Start of Block

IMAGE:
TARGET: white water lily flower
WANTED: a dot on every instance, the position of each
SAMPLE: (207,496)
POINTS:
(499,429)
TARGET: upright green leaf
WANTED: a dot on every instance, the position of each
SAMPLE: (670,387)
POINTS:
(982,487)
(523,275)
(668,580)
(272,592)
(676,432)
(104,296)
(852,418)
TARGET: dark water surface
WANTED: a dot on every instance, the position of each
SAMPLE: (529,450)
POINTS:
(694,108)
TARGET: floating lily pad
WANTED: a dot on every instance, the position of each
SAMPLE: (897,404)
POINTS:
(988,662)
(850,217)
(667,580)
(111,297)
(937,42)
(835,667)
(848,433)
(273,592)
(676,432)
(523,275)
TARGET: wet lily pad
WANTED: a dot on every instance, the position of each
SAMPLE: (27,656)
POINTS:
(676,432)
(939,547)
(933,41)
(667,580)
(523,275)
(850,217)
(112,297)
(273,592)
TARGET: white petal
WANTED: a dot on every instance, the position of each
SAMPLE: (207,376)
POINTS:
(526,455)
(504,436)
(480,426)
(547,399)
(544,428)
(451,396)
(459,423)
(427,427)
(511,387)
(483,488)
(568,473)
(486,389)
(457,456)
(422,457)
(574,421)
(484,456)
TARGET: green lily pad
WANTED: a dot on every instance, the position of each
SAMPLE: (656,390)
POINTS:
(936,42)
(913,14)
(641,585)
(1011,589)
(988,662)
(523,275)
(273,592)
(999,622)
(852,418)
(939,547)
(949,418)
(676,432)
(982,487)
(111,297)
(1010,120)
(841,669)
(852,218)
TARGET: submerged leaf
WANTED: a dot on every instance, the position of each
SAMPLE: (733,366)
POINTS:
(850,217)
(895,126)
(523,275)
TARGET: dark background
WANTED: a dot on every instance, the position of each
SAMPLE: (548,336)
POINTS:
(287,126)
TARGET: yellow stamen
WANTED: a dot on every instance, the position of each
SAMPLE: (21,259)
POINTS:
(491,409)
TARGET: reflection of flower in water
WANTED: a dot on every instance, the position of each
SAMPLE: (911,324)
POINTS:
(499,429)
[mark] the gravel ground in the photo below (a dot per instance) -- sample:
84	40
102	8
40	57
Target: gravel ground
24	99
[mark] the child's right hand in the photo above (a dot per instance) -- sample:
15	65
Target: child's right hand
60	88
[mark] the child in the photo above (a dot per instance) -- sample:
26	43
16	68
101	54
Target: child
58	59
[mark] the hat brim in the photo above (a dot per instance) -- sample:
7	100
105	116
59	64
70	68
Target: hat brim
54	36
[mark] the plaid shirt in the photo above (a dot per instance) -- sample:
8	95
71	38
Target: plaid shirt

End of Block

◆ **Action item**
Lines containing the string "above" in the listing: say how many there are, giving only the number.

◆ **Written response**
4